** Opening Material to process block **
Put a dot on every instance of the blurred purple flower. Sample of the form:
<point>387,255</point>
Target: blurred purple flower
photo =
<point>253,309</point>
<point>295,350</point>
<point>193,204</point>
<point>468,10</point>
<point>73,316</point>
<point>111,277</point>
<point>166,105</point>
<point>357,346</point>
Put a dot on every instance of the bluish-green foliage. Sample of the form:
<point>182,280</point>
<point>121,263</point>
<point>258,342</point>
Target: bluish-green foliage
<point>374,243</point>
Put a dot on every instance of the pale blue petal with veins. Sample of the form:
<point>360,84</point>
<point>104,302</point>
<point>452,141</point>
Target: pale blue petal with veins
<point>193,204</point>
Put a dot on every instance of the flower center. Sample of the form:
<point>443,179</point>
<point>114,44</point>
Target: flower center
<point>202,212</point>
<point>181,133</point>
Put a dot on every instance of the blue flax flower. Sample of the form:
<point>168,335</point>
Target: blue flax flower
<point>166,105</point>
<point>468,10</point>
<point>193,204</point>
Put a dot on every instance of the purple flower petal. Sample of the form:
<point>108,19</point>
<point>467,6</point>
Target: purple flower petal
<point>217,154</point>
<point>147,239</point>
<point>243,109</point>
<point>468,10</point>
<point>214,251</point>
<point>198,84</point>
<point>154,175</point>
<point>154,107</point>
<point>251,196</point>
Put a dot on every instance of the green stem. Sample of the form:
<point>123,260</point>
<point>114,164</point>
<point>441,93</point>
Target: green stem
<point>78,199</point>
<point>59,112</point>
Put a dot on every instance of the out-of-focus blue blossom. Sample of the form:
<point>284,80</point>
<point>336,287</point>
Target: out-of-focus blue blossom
** Closing Material to process block **
> _Your assignment_
Filter the records above and return every line that holds the word "form".

> _Your response_
Put a dot on every instance of the blurred purple flower. Sample of the form:
Put a dot on every instance of the bluish-green foliage. Sample of the form:
Put a dot on every instance of the pale blue petal with veins. Sample of the form:
Put a dot on every instance of the flower center. Sample of the form:
Put a dot on every instance of the blue flax flower. Sample of the form:
Put a dot on every instance of the purple flower petal. Sample of the form:
Put a dot on every instance of the green stem. Sample of the form:
Put a dot on every instance of the out-of-focus blue blossom. Sample of the form:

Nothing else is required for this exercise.